Continue the boss fight list from where it stops.

### Excerpted passage
▽

Best and Worst Boss Fights?

Having just finished Prince of Persia: The Sands of Time for the second time, I was struck by how bad the final boss was. While the game is brilliant and is not really about combat, the final boss is terrible(more on that below).

Anyway, it got me thinking. What are the best boss fights and what are the worst?

Best:

Dragon God from Chrono Cross: This battle kicked my butt for a few days of gameplay. He’s awesome, hard, and memorable. This was one of the best games I’ve ever played and he is one of my long lasting memories.

Ganon from Twilight Princess: I know, people usually choose Ocarina of Time for Ganon. I prefer the fight at the end of Twilight Princess. You chase him on your horse and fight him hand to hand. He’s pretty hard, but amazing looking and fun.

Zecht from Final Fantasy X: He’s huge and the music rules. It was so unexpected, hard(if underleveled), and awesome. Granted, the final boss is wimpy, but it doesn’t matter.

El Gigante from Resident Evil 4: Oh, come on! This dude defined huge and scary boss for me. In a game that rocked from beginning to end, this guy was one of the defining moments.

Gilgamesh from Final Fantasy V and XII: He’s hilarious and hard in both games. Also, he has one of the best songs in game history.
Worst:

The Vizier from Sands of Time: This guy basically hides behind a curtain and has you fight clones of himself. They are all weak and vulnerable to the most basic attacks.

After you defeat his clones, you hit him once and it is game over.

Easiest and Lamest Boss.

Andross from Starfox Adventures: I never beat him. Way too hard, mainly because poor controls made it too hard to avoid getting sucked into his mouth. I felt like I was playing a non-patched version of the game. I hated this fight.

Best:

Ikaruga Boss Fight: video

Okami: The end-game sequences are just great at setting up the final confrontation

Worst:

Knights of the Old Republic II: Way too easy…and…where are my party members!?

Best:

Persona 3: Nyx Avatar The last boss in this game is epic and has epic music. It’s also a marathon boss fight. I had the best Persona with some awesome abilities and it still took me at least a half-hour to win the fight. And it was still challenging.

Twilight Princess: Stallord While the last boss fight is pretty cool, I absolutely loved this fight. I thought the item you got in the dungeon was pretty lame until this boss fight happened. Then it RULED. In fact, Twilight Princess had some of the best Zelda bosses in the series.

△

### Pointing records
▽

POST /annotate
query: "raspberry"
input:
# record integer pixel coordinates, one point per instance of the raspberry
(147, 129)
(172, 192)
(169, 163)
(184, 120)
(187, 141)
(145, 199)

△

### Task response
Super Mario World 2: Yoshi’s Island: Baby Bowser I love the last boss in this game too. The first part is cute and adorable, and the second part is FRIGHTENING AS HELL. Plus, epic music once again.

Worst:

Final Fantasy 9: Necron Ugh. I hated this boss, mostly because it makes no sense. The last boss of the game…and he just randomly appears at the end and decides he wants to kill you. No reference to him for the entire rest of the game. Just…let’s tack on a random guy at the end to fight you. Bah.

I’m sure I can think of plenty more but I’d have to look at my collection.

One of my fav. boss fights isn’t really a boss fight, but a “last level” sorta thing…

I loved the final level of X-com. The entire final level series was AWESOMELY fun, and the first time I played it, it litterally took me a good 6 hours of intensely going thru the levels piece by piece, and I won with only 3 guys left, and everyone else either lost or insane. DEFINATELY one of my favorite final battles ever for it’s epic feel to it, and how it came down to the wire.

The Halo 2 boss fight suuuuuuuuuuuuuuucked.

There was an old arcade game called Rolling Thunder. I was able to reach the last boss, but could never defeat him. No matter what I did, I could not inflict damage on him. I still wish I could play that game and win it.

Best: the floaty-fire-throwing thingy at the end of the Legend of Zelda 2. I loved it.
Worst: The giant robot in Bionic Commando. By sheerest luck, I managed to defeat it on my second attempt: basically, you fall a long way, and at a certain point during the fall, you have to shoot the robot’s cockpit. If you miss that one shot, game over.

Daniel

The Boss at the end of Hellgate London was pretty wimpy. Of all of the big bads that I had to beat, I found him to be one of the easiest.

Worst: Far Cry.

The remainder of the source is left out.